▶

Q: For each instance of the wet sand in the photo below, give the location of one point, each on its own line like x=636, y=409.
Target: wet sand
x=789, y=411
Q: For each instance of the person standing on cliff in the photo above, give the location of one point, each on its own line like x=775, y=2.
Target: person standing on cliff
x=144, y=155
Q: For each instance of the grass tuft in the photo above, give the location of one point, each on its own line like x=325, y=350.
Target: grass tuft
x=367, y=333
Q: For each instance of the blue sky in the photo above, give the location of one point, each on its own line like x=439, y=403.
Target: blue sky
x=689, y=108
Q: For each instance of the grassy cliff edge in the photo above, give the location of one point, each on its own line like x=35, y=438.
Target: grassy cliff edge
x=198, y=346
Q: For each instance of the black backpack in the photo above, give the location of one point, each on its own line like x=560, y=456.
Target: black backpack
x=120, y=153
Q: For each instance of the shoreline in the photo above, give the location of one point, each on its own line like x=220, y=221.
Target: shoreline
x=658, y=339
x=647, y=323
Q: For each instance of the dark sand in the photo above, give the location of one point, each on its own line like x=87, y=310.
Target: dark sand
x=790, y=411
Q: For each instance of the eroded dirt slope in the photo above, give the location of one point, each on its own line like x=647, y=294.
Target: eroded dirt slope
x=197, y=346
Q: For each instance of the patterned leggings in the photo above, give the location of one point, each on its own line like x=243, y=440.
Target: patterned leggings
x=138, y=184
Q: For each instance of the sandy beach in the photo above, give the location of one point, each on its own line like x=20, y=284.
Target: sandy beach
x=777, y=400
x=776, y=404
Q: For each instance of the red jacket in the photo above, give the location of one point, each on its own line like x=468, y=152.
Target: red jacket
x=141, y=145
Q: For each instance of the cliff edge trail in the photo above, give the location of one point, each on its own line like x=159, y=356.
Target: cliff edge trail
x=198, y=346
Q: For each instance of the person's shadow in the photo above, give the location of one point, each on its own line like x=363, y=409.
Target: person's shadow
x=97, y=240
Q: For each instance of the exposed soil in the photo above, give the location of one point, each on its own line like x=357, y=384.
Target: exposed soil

◀

Write out the entries in full, exactly as given.

## Exercise solution
Q: For each instance of the wet sand in the photo below, give the location of one point, each on its own line like x=636, y=409.
Target: wet sand
x=789, y=411
Q: For each instance of the person standing on cliff in the photo above, give the location of one point, each on its own line like x=775, y=2.
Target: person standing on cliff
x=144, y=155
Q: For each instance of the grass tuft in the photo above, give the location of one point, each on its own line like x=325, y=350.
Target: grass tuft
x=367, y=333
Q: For each instance of the blue sky in the photo above, give the location of one point, each on its own line like x=439, y=403.
Target: blue sky
x=689, y=108
Q: For each instance of the grassy cliff edge in the photo above, give the location of one point, each on its own line like x=35, y=438.
Target: grassy cliff edge
x=198, y=346
Q: For each instance of the black backpack in the photo above, give the location of one point, each on its own line like x=560, y=456.
Target: black backpack
x=120, y=153
Q: For each instance of the shoreline in the photo above, give the location of one point, each on its own line like x=220, y=221.
Target: shoreline
x=658, y=339
x=647, y=323
Q: For each instance of the dark sand in the photo above, give the location of one point, each on its own line like x=87, y=310.
Target: dark sand
x=790, y=411
Q: For each instance of the eroded dirt slope in the photo above, give the location of one point, each on its own line like x=647, y=294.
Target: eroded dirt slope
x=197, y=346
Q: For each instance of the patterned leggings in the photo above, give the location of one point, each on its own line like x=243, y=440.
Target: patterned leggings
x=138, y=184
Q: For each instance of the sandy beach in the photo above, give the location of one point, each on its own line like x=20, y=284.
Target: sandy beach
x=777, y=400
x=776, y=404
Q: For each instance of the red jacket in the photo above, give the location of one point, each on its own line like x=468, y=152.
Target: red jacket
x=141, y=145
Q: For each instance of the cliff edge trail in the photo above, give the location of one point, each on its own line like x=159, y=356.
Target: cliff edge trail
x=198, y=346
Q: For each instance of the person's shadow in the photo above, give the location of one point, each on its own line like x=363, y=409.
Target: person's shadow
x=97, y=240
Q: For each instance of the exposed soil in the photo above, give the location of one point, each on its own line like x=357, y=384.
Target: exposed soil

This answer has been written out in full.